• DATA SECTION
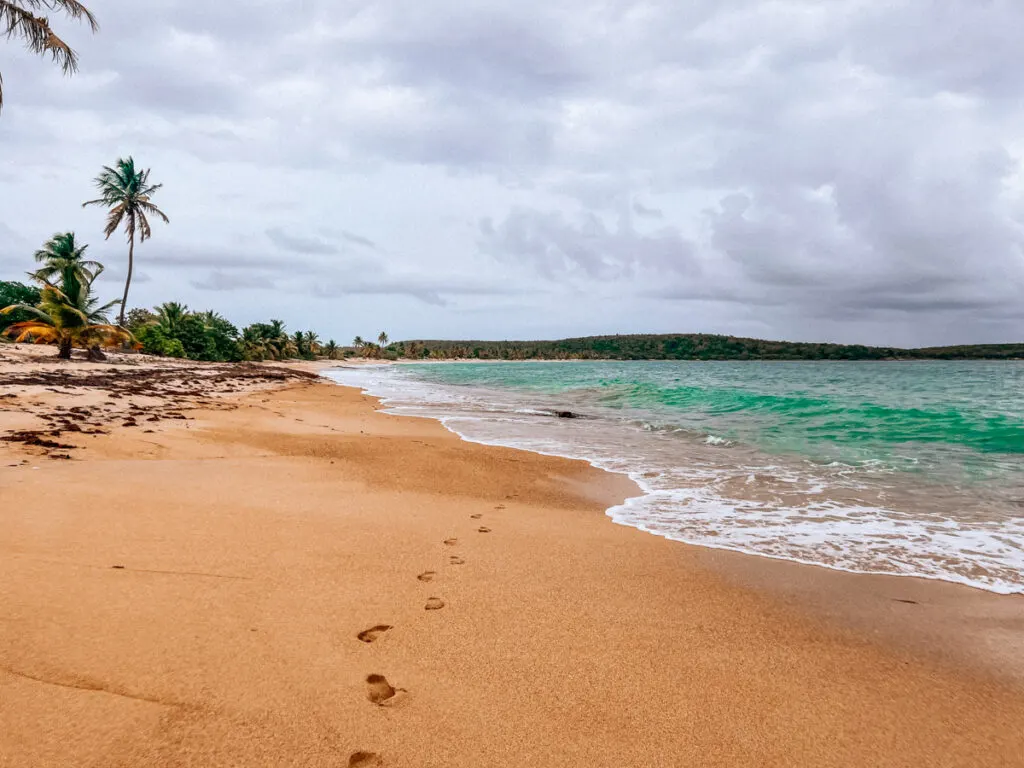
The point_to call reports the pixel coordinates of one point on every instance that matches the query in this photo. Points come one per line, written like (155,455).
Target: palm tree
(68,316)
(170,314)
(254,345)
(62,257)
(17,18)
(126,192)
(312,343)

• WHAT IS ASKED
Transcribe every line of the material above verbatim, omitting the picture.

• SOLUTION TO THE PROBLEM
The point_to call reports the pixel coordinates of one point on every instance that matches the query in this photo. Points come one per line, written like (155,455).
Target: palm tree
(68,316)
(170,314)
(254,345)
(62,257)
(17,18)
(126,192)
(312,343)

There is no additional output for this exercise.